Input for this task =>
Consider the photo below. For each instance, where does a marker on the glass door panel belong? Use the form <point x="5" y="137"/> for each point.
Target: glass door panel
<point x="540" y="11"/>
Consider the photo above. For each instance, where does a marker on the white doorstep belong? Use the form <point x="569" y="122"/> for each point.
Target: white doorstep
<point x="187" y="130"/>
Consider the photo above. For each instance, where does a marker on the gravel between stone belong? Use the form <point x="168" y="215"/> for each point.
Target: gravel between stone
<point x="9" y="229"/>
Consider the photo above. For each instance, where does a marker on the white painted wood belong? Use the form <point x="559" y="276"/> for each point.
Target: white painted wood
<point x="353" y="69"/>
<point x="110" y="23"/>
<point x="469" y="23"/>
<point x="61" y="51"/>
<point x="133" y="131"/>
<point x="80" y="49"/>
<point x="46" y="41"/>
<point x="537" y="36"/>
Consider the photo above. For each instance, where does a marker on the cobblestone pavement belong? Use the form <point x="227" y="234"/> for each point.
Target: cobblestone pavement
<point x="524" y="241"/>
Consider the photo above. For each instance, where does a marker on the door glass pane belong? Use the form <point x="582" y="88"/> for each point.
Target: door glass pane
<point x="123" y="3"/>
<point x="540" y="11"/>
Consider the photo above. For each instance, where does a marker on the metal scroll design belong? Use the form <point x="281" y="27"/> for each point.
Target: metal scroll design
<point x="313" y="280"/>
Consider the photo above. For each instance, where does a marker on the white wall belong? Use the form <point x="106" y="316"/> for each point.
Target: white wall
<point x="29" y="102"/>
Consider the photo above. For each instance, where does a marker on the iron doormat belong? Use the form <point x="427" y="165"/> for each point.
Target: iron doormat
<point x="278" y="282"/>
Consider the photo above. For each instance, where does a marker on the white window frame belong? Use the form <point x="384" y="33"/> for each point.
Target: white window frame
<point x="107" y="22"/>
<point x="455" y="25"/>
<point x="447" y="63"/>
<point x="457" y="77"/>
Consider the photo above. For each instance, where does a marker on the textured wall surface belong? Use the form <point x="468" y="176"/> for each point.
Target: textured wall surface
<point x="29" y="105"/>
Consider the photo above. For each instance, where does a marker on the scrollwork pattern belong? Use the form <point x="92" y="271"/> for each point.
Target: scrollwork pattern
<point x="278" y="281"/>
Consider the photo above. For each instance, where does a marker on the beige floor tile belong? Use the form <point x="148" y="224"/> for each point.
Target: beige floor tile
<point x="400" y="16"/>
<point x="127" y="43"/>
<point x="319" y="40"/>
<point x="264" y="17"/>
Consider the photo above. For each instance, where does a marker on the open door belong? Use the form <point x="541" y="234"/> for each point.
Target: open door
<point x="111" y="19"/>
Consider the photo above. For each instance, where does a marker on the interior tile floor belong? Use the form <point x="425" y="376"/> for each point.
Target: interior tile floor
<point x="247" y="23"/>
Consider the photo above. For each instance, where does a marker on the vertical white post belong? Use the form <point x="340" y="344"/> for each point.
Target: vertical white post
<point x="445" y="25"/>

Problem requirements => Every entry should be retyped exactly as shown.

Solution for this task =>
Consider the photo below. For each instance, where does a marker on the glass door panel belong? Use the form <point x="5" y="137"/> for each point.
Target: glass door panel
<point x="540" y="11"/>
Consider the photo above. For each instance, where does a marker on the white doorstep belong? Use the form <point x="569" y="122"/> for each point.
Target: white doorstep
<point x="187" y="130"/>
Consider the photo above. For each instance, where does a marker on the gravel between stone belong? Use the form <point x="168" y="215"/> for each point.
Target: gravel between stone
<point x="9" y="229"/>
Consider the photo above. For each instance, where does a marker on the white painted wood belong? Use the form <point x="559" y="276"/> for each point.
Target: white painted wood
<point x="353" y="69"/>
<point x="110" y="23"/>
<point x="469" y="23"/>
<point x="61" y="51"/>
<point x="133" y="131"/>
<point x="80" y="49"/>
<point x="46" y="41"/>
<point x="537" y="36"/>
Consider the photo above. For each instance, where does a marker on the cobblestone pavement belong? Use the form <point x="227" y="234"/> for each point.
Target: cobblestone pavement
<point x="524" y="241"/>
Consider the photo above. For each instance, where does a marker on the door glass pane belong? Use the form <point x="582" y="88"/> for each point.
Target: door glass pane
<point x="123" y="3"/>
<point x="540" y="11"/>
Consider the photo above. For each instance, where does a marker on the metal scroll design belong? Use the form <point x="281" y="27"/> for each point.
Target: metal scroll design
<point x="313" y="280"/>
Consider the photo above. For each instance, where does a marker on the white wall belong? Use the form <point x="106" y="316"/> for each point.
Target: white wall
<point x="29" y="102"/>
Consider the photo above. For each instance, where does a marker on the iron doormat belong? Use the form <point x="427" y="165"/> for each point.
Target: iron doormat
<point x="278" y="282"/>
Consider the photo above. For each instance, where does a marker on the white window frame belong? Use the form <point x="384" y="33"/> for each point.
Target: white window frame
<point x="107" y="22"/>
<point x="455" y="25"/>
<point x="447" y="63"/>
<point x="457" y="77"/>
Consider the photo above. For each instance, where does a marker on the textured wall surface belong? Use the form <point x="468" y="176"/> for each point.
Target: textured wall surface
<point x="29" y="105"/>
Consider the photo above. For each instance, where does a marker on the scrollwork pattern belong? Use the form <point x="92" y="271"/> for each point.
Target: scrollwork pattern
<point x="278" y="281"/>
Consider the photo above. For each instance, where does a marker on the beige floor tile belong? Use the form <point x="148" y="224"/> for each point.
Target: beige floor tile
<point x="400" y="16"/>
<point x="127" y="43"/>
<point x="319" y="40"/>
<point x="264" y="17"/>
Consider the photo above. For each instance, where does a marker on the open door belong? Use the form <point x="541" y="234"/> for each point.
Target: open door
<point x="111" y="19"/>
Consider the photo above. For each instance, where does a marker on the interior tile floor belong? Use the form <point x="425" y="376"/> for each point.
Target: interior tile floor
<point x="247" y="23"/>
Consider the photo above. For each instance, where does a marker on the vertical white post belong? Use the form <point x="340" y="344"/> for each point.
Target: vertical white post
<point x="445" y="25"/>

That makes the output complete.